→ **WORK TO COMPLETE**: Check every line of the data and copy the ones where "grass" appears.
#### DATA FOR THIS EXERCISE ####
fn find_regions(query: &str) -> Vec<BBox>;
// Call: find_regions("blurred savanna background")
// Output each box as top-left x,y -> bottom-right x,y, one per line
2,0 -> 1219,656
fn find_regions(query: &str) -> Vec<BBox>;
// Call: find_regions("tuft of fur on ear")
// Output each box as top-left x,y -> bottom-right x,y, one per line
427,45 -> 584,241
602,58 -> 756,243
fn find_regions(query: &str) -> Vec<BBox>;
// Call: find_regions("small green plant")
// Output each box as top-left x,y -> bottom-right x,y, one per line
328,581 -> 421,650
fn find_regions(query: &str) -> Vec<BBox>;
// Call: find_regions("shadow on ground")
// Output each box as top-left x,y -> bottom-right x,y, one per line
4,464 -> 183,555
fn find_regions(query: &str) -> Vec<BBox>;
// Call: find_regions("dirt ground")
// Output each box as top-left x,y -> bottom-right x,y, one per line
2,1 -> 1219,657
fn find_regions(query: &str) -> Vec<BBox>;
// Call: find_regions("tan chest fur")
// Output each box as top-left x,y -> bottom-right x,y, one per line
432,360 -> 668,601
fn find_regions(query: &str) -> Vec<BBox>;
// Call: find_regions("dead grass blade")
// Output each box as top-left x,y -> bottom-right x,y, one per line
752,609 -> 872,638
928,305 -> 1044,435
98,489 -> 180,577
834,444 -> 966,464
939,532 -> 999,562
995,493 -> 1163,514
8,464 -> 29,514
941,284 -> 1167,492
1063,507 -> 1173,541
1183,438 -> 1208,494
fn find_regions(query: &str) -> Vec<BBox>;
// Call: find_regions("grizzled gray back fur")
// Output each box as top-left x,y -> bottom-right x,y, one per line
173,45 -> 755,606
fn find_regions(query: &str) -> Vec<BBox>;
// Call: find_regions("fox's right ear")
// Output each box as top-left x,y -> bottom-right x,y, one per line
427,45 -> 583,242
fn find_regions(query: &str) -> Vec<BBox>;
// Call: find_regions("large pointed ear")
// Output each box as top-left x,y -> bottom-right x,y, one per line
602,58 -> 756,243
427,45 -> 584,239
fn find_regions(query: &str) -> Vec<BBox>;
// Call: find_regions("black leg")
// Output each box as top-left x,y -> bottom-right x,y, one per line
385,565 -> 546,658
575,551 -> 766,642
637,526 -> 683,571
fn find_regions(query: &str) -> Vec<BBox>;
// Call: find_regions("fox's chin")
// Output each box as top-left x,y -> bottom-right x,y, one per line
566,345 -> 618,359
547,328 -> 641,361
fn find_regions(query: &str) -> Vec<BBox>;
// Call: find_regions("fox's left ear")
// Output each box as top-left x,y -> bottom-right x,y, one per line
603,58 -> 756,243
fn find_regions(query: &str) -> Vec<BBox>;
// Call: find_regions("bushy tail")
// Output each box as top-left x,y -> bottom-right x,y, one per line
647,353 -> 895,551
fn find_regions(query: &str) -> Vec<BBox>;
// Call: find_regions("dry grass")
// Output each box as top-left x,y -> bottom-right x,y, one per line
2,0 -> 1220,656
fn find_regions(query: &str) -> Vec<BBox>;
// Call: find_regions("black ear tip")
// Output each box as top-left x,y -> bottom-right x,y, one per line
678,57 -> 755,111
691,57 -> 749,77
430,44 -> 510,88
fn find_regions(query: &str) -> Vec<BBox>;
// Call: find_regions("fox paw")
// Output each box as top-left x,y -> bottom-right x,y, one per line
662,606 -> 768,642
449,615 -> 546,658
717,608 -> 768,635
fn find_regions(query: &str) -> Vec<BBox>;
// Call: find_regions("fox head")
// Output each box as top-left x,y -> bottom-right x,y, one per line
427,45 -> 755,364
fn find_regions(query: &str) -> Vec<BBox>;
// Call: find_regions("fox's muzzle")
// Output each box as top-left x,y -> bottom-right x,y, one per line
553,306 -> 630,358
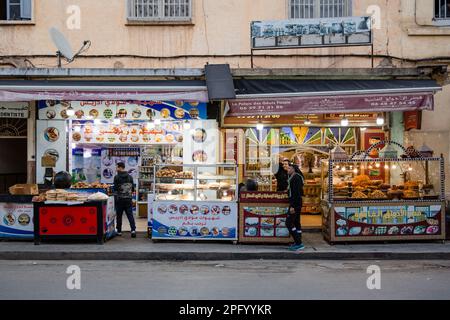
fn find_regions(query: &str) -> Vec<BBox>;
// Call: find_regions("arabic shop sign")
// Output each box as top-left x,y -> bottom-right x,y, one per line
251,16 -> 372,49
227,93 -> 434,116
0,102 -> 29,118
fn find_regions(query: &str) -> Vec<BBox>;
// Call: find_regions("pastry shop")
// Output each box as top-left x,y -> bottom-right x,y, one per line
221,78 -> 446,243
321,141 -> 446,243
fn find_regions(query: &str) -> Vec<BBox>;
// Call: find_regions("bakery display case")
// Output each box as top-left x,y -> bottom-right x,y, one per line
321,153 -> 446,243
151,164 -> 239,241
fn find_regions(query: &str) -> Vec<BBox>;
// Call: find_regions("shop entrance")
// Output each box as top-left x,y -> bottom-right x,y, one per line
0,118 -> 28,193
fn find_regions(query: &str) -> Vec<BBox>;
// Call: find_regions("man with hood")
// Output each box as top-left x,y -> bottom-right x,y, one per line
114,162 -> 136,238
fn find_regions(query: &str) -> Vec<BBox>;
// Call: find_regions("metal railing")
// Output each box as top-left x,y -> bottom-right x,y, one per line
435,0 -> 450,19
290,0 -> 352,19
128,0 -> 191,21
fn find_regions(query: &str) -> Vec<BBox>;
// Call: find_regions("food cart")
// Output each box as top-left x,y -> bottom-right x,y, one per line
33,190 -> 115,244
151,163 -> 239,240
321,141 -> 446,243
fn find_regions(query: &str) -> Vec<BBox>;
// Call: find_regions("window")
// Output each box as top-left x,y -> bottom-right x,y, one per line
0,0 -> 32,21
289,0 -> 352,19
127,0 -> 191,22
435,0 -> 450,19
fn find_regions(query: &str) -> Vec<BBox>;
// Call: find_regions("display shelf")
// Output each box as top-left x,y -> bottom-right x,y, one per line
153,163 -> 239,202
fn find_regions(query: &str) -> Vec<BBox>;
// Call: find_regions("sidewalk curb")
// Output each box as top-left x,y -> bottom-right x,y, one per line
1,251 -> 450,260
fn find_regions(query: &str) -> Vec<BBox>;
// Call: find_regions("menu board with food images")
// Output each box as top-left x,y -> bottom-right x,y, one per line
36,120 -> 68,184
333,203 -> 445,240
100,148 -> 140,184
152,201 -> 238,240
38,100 -> 207,121
239,204 -> 292,243
71,148 -> 102,183
71,120 -> 184,145
0,203 -> 34,239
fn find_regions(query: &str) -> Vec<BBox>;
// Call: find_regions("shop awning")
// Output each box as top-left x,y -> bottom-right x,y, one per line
227,79 -> 442,116
0,80 -> 209,102
205,64 -> 236,100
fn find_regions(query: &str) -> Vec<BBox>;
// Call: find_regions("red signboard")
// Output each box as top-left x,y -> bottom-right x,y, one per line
228,93 -> 434,116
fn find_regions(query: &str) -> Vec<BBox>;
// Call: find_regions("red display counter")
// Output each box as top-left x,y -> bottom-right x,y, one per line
33,198 -> 115,245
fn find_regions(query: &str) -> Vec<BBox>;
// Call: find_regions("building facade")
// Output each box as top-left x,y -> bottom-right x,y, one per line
0,0 -> 450,192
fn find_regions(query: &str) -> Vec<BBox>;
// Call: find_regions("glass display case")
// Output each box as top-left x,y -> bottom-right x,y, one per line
321,156 -> 446,243
153,163 -> 238,202
151,164 -> 239,241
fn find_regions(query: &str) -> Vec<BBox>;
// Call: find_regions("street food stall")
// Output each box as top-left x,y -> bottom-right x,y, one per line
33,189 -> 115,244
321,141 -> 446,243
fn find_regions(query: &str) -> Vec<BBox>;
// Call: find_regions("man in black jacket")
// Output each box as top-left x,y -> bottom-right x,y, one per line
275,158 -> 289,191
114,162 -> 136,238
286,162 -> 305,251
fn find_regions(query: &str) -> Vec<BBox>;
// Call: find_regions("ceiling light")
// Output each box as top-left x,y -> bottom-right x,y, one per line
66,108 -> 75,117
94,119 -> 102,125
113,118 -> 121,125
341,115 -> 349,127
146,121 -> 155,130
376,114 -> 385,126
183,120 -> 191,130
154,119 -> 161,125
256,122 -> 264,131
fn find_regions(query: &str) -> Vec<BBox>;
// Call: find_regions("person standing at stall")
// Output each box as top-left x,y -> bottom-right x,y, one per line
275,158 -> 290,192
286,162 -> 305,251
114,162 -> 136,238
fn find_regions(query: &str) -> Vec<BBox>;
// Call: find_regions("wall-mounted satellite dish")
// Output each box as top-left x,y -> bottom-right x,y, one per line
49,27 -> 91,67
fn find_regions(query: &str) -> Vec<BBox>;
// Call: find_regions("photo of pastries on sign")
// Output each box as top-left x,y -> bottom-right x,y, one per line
89,109 -> 99,119
44,127 -> 60,142
160,108 -> 170,119
192,128 -> 207,143
192,150 -> 208,163
175,108 -> 185,118
46,109 -> 56,119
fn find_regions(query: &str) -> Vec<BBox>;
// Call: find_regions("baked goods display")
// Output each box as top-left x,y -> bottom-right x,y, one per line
33,189 -> 108,202
72,181 -> 110,189
352,191 -> 368,199
369,190 -> 388,199
156,169 -> 178,178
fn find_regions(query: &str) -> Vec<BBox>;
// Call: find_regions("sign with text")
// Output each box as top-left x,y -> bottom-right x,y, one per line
0,102 -> 29,118
228,93 -> 434,116
251,16 -> 372,49
152,201 -> 238,240
334,203 -> 444,238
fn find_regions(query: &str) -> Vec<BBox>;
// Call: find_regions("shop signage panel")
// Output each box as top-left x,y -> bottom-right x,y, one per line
2,90 -> 208,103
334,204 -> 444,238
152,201 -> 238,240
37,100 -> 207,121
0,102 -> 29,118
36,120 -> 67,184
228,93 -> 434,116
251,16 -> 372,50
0,203 -> 34,239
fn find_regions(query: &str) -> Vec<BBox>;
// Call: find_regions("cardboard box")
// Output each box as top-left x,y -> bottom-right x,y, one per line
9,184 -> 39,195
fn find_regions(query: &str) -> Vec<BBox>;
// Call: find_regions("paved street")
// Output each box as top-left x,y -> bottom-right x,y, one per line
0,260 -> 449,300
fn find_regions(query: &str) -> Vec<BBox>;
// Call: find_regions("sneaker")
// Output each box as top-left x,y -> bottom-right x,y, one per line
131,231 -> 136,238
288,244 -> 305,251
116,231 -> 122,236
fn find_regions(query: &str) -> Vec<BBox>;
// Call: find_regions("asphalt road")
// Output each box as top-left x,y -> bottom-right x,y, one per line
0,260 -> 449,300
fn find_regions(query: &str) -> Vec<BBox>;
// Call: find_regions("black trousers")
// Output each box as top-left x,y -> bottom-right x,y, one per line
115,200 -> 136,232
286,205 -> 302,245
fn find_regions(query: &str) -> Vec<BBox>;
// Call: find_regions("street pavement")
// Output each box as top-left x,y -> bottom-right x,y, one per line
0,260 -> 449,300
1,233 -> 449,260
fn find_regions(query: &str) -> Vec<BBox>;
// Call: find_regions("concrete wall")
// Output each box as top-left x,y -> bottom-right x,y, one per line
1,0 -> 449,69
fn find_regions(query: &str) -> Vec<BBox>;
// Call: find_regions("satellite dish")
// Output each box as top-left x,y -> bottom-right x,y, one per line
49,27 -> 91,67
49,27 -> 75,62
####
→ **ANSWER BOX**:
// Call: find_regions("dead grass blade")
// Call: find_regions("dry grass")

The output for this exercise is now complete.